▸ **Records for the exercise**
*****
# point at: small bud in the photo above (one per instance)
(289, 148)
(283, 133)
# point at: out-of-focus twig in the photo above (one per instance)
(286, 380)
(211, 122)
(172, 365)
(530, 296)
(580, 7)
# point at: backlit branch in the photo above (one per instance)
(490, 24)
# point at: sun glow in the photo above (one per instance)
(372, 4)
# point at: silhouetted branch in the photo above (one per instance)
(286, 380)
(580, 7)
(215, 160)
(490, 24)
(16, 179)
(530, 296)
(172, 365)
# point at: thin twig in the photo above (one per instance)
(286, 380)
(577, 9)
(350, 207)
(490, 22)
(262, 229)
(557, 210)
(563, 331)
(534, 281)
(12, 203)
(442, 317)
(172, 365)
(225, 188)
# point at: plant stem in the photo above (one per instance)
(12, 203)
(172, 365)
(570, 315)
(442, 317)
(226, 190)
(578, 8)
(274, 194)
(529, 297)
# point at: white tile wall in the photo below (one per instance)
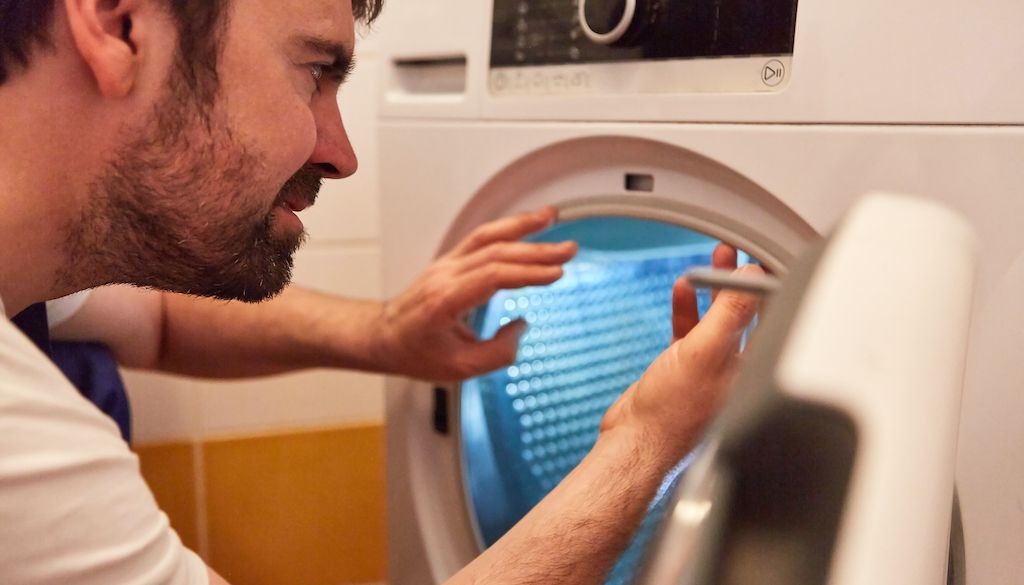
(342, 257)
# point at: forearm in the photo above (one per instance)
(578, 532)
(296, 330)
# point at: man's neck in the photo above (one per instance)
(42, 177)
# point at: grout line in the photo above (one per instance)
(202, 518)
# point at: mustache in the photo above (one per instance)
(302, 186)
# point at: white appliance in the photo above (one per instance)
(760, 125)
(844, 421)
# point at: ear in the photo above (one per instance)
(104, 34)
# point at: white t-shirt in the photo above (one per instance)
(74, 508)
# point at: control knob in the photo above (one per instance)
(619, 23)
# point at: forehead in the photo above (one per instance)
(331, 19)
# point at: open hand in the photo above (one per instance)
(424, 332)
(675, 400)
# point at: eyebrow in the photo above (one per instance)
(343, 61)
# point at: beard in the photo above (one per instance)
(185, 207)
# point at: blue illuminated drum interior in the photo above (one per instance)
(590, 336)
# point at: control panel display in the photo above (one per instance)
(636, 46)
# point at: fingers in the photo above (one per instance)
(724, 258)
(519, 252)
(731, 312)
(497, 352)
(684, 308)
(506, 230)
(478, 286)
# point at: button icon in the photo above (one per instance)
(773, 73)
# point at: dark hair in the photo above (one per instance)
(25, 26)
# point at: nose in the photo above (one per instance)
(333, 156)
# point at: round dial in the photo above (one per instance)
(621, 23)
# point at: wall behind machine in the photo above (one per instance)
(282, 479)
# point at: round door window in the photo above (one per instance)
(590, 336)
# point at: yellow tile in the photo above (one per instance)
(170, 471)
(298, 508)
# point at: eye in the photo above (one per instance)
(317, 71)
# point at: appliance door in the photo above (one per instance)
(497, 444)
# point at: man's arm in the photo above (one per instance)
(576, 534)
(421, 333)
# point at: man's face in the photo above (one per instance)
(203, 198)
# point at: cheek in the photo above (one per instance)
(293, 138)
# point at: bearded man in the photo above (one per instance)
(170, 144)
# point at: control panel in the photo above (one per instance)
(641, 46)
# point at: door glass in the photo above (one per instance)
(590, 336)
*****
▸ **Action item**
Write down exactly the line that contains "# point at: cheek" along with all later lines of the material, ending at its final line.

▸ **Task result**
# point at: cheek in the photo above (one per instance)
(293, 138)
# point at: bearded man in the photo above (one per instance)
(170, 144)
# point at: control panel in the photo above (one per instance)
(641, 46)
# point at: door glass in the photo above (one per instance)
(590, 336)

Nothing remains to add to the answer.